Problem to solve: Reproduce the entries below exactly, but only from the line containing "positive clicks: (101, 165)" to the line containing "box: [122, 34, 131, 66]", inclusive.

╭──

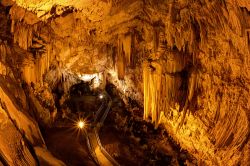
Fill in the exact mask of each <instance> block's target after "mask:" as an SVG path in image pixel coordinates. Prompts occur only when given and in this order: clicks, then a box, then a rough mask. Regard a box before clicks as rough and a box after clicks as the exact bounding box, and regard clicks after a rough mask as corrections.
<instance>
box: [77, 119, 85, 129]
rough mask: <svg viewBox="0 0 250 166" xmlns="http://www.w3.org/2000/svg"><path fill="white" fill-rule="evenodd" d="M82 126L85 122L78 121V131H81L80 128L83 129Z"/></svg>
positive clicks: (84, 124) (80, 128)
mask: <svg viewBox="0 0 250 166" xmlns="http://www.w3.org/2000/svg"><path fill="white" fill-rule="evenodd" d="M84 126H85V122H84V121H82V120H80V121H79V122H78V127H79V128H80V129H82V128H84Z"/></svg>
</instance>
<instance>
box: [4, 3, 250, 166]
mask: <svg viewBox="0 0 250 166" xmlns="http://www.w3.org/2000/svg"><path fill="white" fill-rule="evenodd" d="M0 12H1V15H0V20H1V21H0V73H1V75H0V85H1V88H0V90H1V93H0V98H1V105H2V106H1V108H0V117H1V118H0V122H1V126H2V127H1V131H0V134H1V133H2V134H7V133H6V130H8V129H7V128H11V130H9V133H8V134H7V135H8V136H9V137H10V139H9V140H11V141H10V142H11V143H13V144H15V145H17V148H16V149H15V148H12V146H8V147H7V146H4V145H5V143H6V139H7V138H6V139H5V138H4V137H2V136H1V137H0V150H1V151H2V152H1V151H0V154H2V156H3V158H4V159H5V160H6V161H7V162H8V163H10V165H11V164H12V163H13V162H14V160H15V162H17V163H16V164H17V165H21V164H22V163H25V162H26V163H30V164H31V165H32V164H33V163H35V162H36V160H37V159H36V157H35V156H36V155H35V151H34V149H33V150H32V148H30V147H35V146H42V144H43V143H42V137H41V136H40V134H39V129H38V127H37V122H36V121H39V122H38V123H42V124H49V123H50V116H51V115H52V114H51V113H52V112H53V111H55V110H56V109H57V108H56V107H55V106H54V105H55V101H54V99H53V96H52V90H53V89H54V88H55V87H57V86H58V85H59V83H62V82H63V85H64V86H63V89H64V92H65V93H66V92H67V91H68V90H69V87H70V86H71V85H72V84H75V83H76V80H77V79H75V78H77V77H78V76H79V75H83V74H95V73H103V75H105V76H104V77H105V78H107V80H108V81H109V82H111V83H112V84H114V85H115V86H116V88H117V89H118V90H119V91H120V93H121V94H122V96H123V97H124V100H127V99H128V98H130V99H132V100H135V101H136V102H137V103H138V104H139V105H140V106H142V107H144V117H143V118H144V120H146V121H151V122H152V123H154V124H155V128H157V127H158V126H159V125H164V127H165V128H166V130H167V131H168V133H169V134H170V136H171V137H172V138H173V139H174V140H175V141H176V142H177V143H178V144H180V146H181V147H182V148H183V149H186V150H187V151H188V152H189V153H191V154H192V155H194V156H195V157H196V158H197V159H198V160H199V162H200V163H199V164H200V165H203V164H206V165H237V164H239V165H247V164H248V163H249V162H250V158H249V156H250V155H249V154H250V142H249V132H250V131H249V130H250V125H249V122H250V112H249V111H250V92H249V88H250V56H249V54H250V1H249V2H248V1H247V0H221V1H218V0H210V1H209V0H146V1H143V0H123V1H122V0H82V1H78V0H72V1H67V0H53V1H52V0H41V1H38V0H14V1H11V0H2V1H1V8H0ZM41 89H42V91H43V93H40V90H41ZM44 89H45V90H44ZM38 93H39V95H40V94H42V96H43V97H42V98H43V100H44V101H41V100H39V99H38V98H39V97H38V95H36V94H38ZM44 103H47V106H46V107H45V106H44V105H46V104H44ZM20 106H21V107H20ZM31 107H32V108H31ZM34 114H36V116H37V115H39V116H40V117H37V118H36V119H34ZM32 117H33V118H32ZM39 119H40V120H39ZM30 130H32V133H31V132H30ZM15 135H16V136H17V137H18V138H20V139H21V138H22V139H21V140H22V141H21V143H20V142H16V140H14V139H13V137H14V136H15ZM12 139H13V140H12ZM20 139H19V140H20ZM35 140H36V141H37V140H40V141H38V142H39V143H38V142H36V141H35ZM23 142H24V143H23ZM27 142H28V143H27ZM27 144H28V145H27ZM20 148H23V150H21V151H22V157H19V158H18V157H16V156H17V154H16V153H15V152H16V151H18V150H19V149H20ZM40 151H41V150H40ZM11 152H13V153H11ZM3 154H4V155H3ZM10 154H13V156H10ZM38 156H39V155H38ZM0 158H1V156H0ZM0 162H1V160H0ZM59 163H60V162H59Z"/></svg>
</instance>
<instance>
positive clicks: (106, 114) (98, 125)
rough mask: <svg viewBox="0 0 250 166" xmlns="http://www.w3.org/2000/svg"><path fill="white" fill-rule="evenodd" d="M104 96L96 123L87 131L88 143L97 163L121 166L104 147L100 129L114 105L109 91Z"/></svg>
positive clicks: (101, 165)
mask: <svg viewBox="0 0 250 166" xmlns="http://www.w3.org/2000/svg"><path fill="white" fill-rule="evenodd" d="M103 95H104V98H103V102H102V105H101V106H100V107H99V109H98V111H97V112H96V114H95V117H94V124H92V128H90V129H89V130H88V131H87V132H86V138H87V145H88V148H89V151H90V153H91V156H92V157H93V158H94V160H95V161H96V163H97V164H98V165H101V166H112V165H114V166H119V164H118V163H117V162H116V161H115V160H114V159H113V158H112V157H111V156H110V154H109V153H108V152H107V151H106V150H105V149H104V148H103V147H102V144H101V141H100V138H99V135H98V130H99V129H100V127H101V126H102V125H103V123H104V121H105V119H106V117H107V115H108V112H109V110H110V107H111V105H112V100H111V98H110V96H109V95H108V93H106V92H104V93H103Z"/></svg>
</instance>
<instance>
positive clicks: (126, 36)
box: [122, 34, 131, 66]
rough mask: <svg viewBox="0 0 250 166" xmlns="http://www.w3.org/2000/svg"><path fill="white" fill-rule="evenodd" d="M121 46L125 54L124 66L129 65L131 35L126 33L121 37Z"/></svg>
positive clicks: (127, 65)
mask: <svg viewBox="0 0 250 166" xmlns="http://www.w3.org/2000/svg"><path fill="white" fill-rule="evenodd" d="M122 46H123V47H122V48H123V51H124V55H125V62H126V66H130V63H131V35H130V34H126V35H124V37H123V38H122Z"/></svg>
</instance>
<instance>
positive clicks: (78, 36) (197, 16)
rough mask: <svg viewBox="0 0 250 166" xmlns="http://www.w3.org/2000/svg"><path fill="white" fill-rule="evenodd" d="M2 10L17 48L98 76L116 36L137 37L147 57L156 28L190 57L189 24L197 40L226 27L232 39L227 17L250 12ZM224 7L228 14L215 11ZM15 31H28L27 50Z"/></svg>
mask: <svg viewBox="0 0 250 166" xmlns="http://www.w3.org/2000/svg"><path fill="white" fill-rule="evenodd" d="M2 4H5V5H6V6H8V5H12V7H11V10H10V15H11V19H12V31H13V32H14V36H16V37H14V38H16V42H17V43H19V46H20V45H21V47H22V48H24V49H26V50H27V49H31V50H36V51H38V52H40V53H48V52H52V53H53V54H56V57H57V59H58V61H59V62H58V63H61V66H63V67H64V68H66V70H68V69H69V70H71V71H73V72H76V73H83V72H85V73H94V72H96V71H103V70H104V69H105V63H106V61H107V58H106V57H107V56H105V55H106V54H107V52H108V50H107V45H116V44H117V39H119V36H121V35H123V34H126V33H131V32H134V31H136V32H137V33H139V34H140V35H141V36H142V37H141V41H142V42H144V43H143V44H144V45H145V47H146V50H148V52H150V49H151V48H152V45H151V44H150V43H151V41H152V40H153V36H152V33H150V32H152V30H153V29H154V27H155V26H163V27H164V28H165V30H164V31H165V38H166V39H165V40H166V41H167V44H168V46H169V47H173V46H176V47H177V48H178V49H179V50H182V49H183V48H184V47H185V48H186V47H188V49H189V52H193V50H195V49H196V48H194V47H193V45H195V43H194V42H193V40H195V39H194V38H195V37H193V36H194V35H196V33H197V32H195V31H196V30H197V29H195V27H194V26H193V25H192V24H199V29H204V30H203V31H201V32H200V31H199V30H198V31H199V32H200V34H199V35H200V37H198V38H201V40H203V38H205V36H208V35H209V34H206V33H207V32H206V31H209V28H210V30H214V29H215V28H216V29H221V28H223V27H224V26H223V25H224V23H226V22H228V21H229V23H231V22H232V29H233V30H234V31H235V32H236V33H242V32H241V31H242V29H241V28H242V27H240V25H239V24H240V23H238V22H237V21H236V22H234V20H227V17H229V15H230V14H233V15H236V16H237V15H238V14H239V13H235V12H232V13H231V12H230V9H231V8H234V7H233V6H235V4H237V5H238V7H240V8H243V9H247V10H249V9H250V2H249V1H245V0H237V1H233V0H226V1H223V2H218V1H207V0H196V1H191V0H178V1H166V0H165V1H164V0H157V1H153V0H147V1H143V0H128V1H125V0H124V1H121V0H113V1H109V0H81V1H79V0H72V1H69V0H16V1H14V2H12V1H10V0H3V1H2ZM225 4H227V6H228V7H227V9H228V11H225V10H222V8H219V7H218V8H217V6H220V7H221V6H223V5H225ZM236 7H237V6H236ZM236 7H235V8H236ZM211 11H212V12H211ZM214 18H215V19H214ZM246 22H247V21H246ZM20 26H21V27H23V28H24V29H26V31H28V30H29V29H30V31H32V32H30V33H28V32H27V34H30V35H28V38H31V39H27V40H28V41H29V40H31V41H32V42H31V44H27V43H26V44H25V43H23V42H20V41H18V34H21V33H18V32H17V31H20ZM15 28H16V30H15ZM192 29H194V30H192ZM13 32H12V33H13ZM190 32H191V33H190ZM199 32H198V33H199ZM20 38H21V37H20ZM14 40H15V39H14ZM20 40H21V39H20ZM34 41H35V42H34ZM203 41H204V40H203ZM20 43H21V44H20ZM34 43H35V44H34ZM200 43H202V41H201V42H200ZM49 48H52V51H51V50H49Z"/></svg>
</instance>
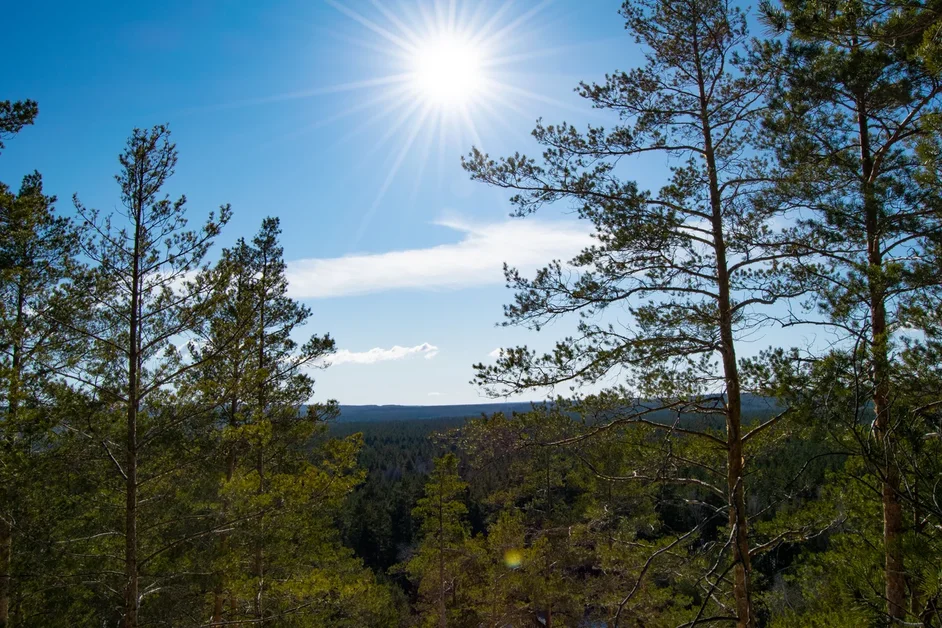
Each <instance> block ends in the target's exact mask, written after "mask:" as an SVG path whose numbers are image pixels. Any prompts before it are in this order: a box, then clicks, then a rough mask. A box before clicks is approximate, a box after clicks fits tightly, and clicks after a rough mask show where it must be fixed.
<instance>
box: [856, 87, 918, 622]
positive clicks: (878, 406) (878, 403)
mask: <svg viewBox="0 0 942 628" xmlns="http://www.w3.org/2000/svg"><path fill="white" fill-rule="evenodd" d="M867 116H868V113H867V106H866V103H865V102H864V101H863V99H859V100H858V102H857V125H858V133H859V136H860V137H859V139H860V163H861V170H862V174H863V183H862V186H861V187H862V189H861V192H862V195H863V205H864V223H865V227H866V231H867V263H868V265H869V269H868V270H869V272H868V280H867V284H868V289H869V298H870V329H871V338H870V343H871V347H870V350H871V358H872V361H873V366H872V376H873V386H874V388H873V412H874V416H875V418H874V434H875V436H876V438H877V440H878V441H879V442H880V444H881V446H882V455H883V459H882V460H881V461H880V467H881V468H880V472H881V475H882V476H883V486H882V503H883V546H884V554H885V556H884V569H885V579H886V607H887V614H888V615H889V617H890V618H891V619H894V620H896V619H903V618H904V617H905V616H906V571H905V566H904V561H903V547H902V536H903V508H902V504H901V503H900V501H899V492H900V475H899V468H898V467H897V466H896V462H895V460H894V458H895V456H894V449H895V447H894V442H893V435H892V433H891V425H890V362H889V338H888V330H887V325H886V290H885V287H884V285H883V252H882V250H881V247H882V238H881V237H880V225H879V201H878V200H877V198H876V192H875V190H874V187H873V186H874V182H875V179H876V175H877V173H876V172H875V171H874V163H873V155H872V153H871V148H870V130H869V128H868V126H867Z"/></svg>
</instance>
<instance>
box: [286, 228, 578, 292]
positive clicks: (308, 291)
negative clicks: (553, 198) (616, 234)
mask: <svg viewBox="0 0 942 628" xmlns="http://www.w3.org/2000/svg"><path fill="white" fill-rule="evenodd" d="M436 224H438V225H441V226H443V227H447V228H449V229H452V230H454V231H457V232H459V233H461V234H463V236H464V237H463V238H462V239H461V241H460V242H457V243H454V244H442V245H438V246H433V247H429V248H425V249H408V250H404V251H390V252H387V253H374V254H362V255H348V256H345V257H336V258H326V259H316V258H315V259H300V260H295V261H293V262H289V263H288V273H287V274H288V281H289V282H290V292H291V296H293V297H294V298H297V299H315V298H328V297H339V296H350V295H358V294H369V293H372V292H383V291H388V290H401V289H436V288H450V289H455V288H464V287H468V286H482V285H489V284H502V283H503V281H504V276H503V273H502V270H501V269H502V265H503V263H504V262H507V263H508V264H510V265H511V266H515V267H517V268H520V269H521V270H525V271H526V270H533V269H535V268H538V267H540V266H542V265H544V264H546V263H547V262H549V261H550V260H552V259H569V258H572V257H573V256H575V255H576V254H577V253H578V252H579V251H581V250H582V249H583V248H584V247H586V246H588V245H589V244H591V243H592V241H593V240H592V237H591V236H590V234H589V231H588V230H587V229H586V227H585V226H584V225H582V224H580V223H576V222H574V221H540V220H534V219H528V220H507V221H503V222H498V223H489V224H475V223H471V222H468V221H465V220H461V219H454V218H453V219H447V220H440V221H437V222H436Z"/></svg>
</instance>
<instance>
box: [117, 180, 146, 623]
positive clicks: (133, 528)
mask: <svg viewBox="0 0 942 628" xmlns="http://www.w3.org/2000/svg"><path fill="white" fill-rule="evenodd" d="M141 194H142V192H138V202H137V206H136V207H135V210H136V211H135V225H134V258H133V260H132V270H131V311H130V320H129V322H128V331H129V334H128V348H129V351H128V392H127V395H128V401H127V403H128V413H127V443H126V446H127V459H126V461H125V469H124V473H125V487H126V489H125V522H124V526H125V529H124V568H125V578H126V579H127V580H126V582H125V589H124V621H123V623H122V625H123V627H124V628H137V611H138V604H139V600H140V585H139V577H138V569H137V415H138V410H139V408H140V405H139V404H140V399H138V394H139V392H140V385H139V382H138V378H139V377H140V366H141V365H140V360H141V355H140V342H141V337H140V331H141V330H140V324H141V319H140V308H141V296H142V295H141V292H142V284H141V277H140V275H141V270H140V265H141V238H142V235H143V234H142V231H143V225H142V224H141V221H142V213H143V211H144V207H143V205H144V201H143V199H142V198H141V196H140V195H141Z"/></svg>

╰──

Your response:
positive clicks: (101, 165)
mask: <svg viewBox="0 0 250 166" xmlns="http://www.w3.org/2000/svg"><path fill="white" fill-rule="evenodd" d="M103 95H104V98H103V102H102V105H101V106H100V107H99V109H98V111H97V112H96V114H95V117H94V124H92V128H90V129H89V130H88V131H87V132H86V138H87V145H88V148H89V151H90V153H91V156H92V157H93V158H94V160H95V161H96V163H97V164H98V165H101V166H112V165H114V166H119V164H118V163H117V162H116V161H115V160H114V159H113V158H112V157H111V156H110V154H109V153H108V152H107V151H106V150H105V149H104V148H103V147H102V144H101V141H100V138H99V135H98V130H99V129H100V127H101V126H102V125H103V123H104V121H105V119H106V117H107V115H108V112H109V110H110V107H111V105H112V100H111V98H110V96H109V95H108V93H106V92H104V93H103Z"/></svg>
</instance>
<instance>
positive clicks: (126, 36)
box: [122, 34, 131, 66]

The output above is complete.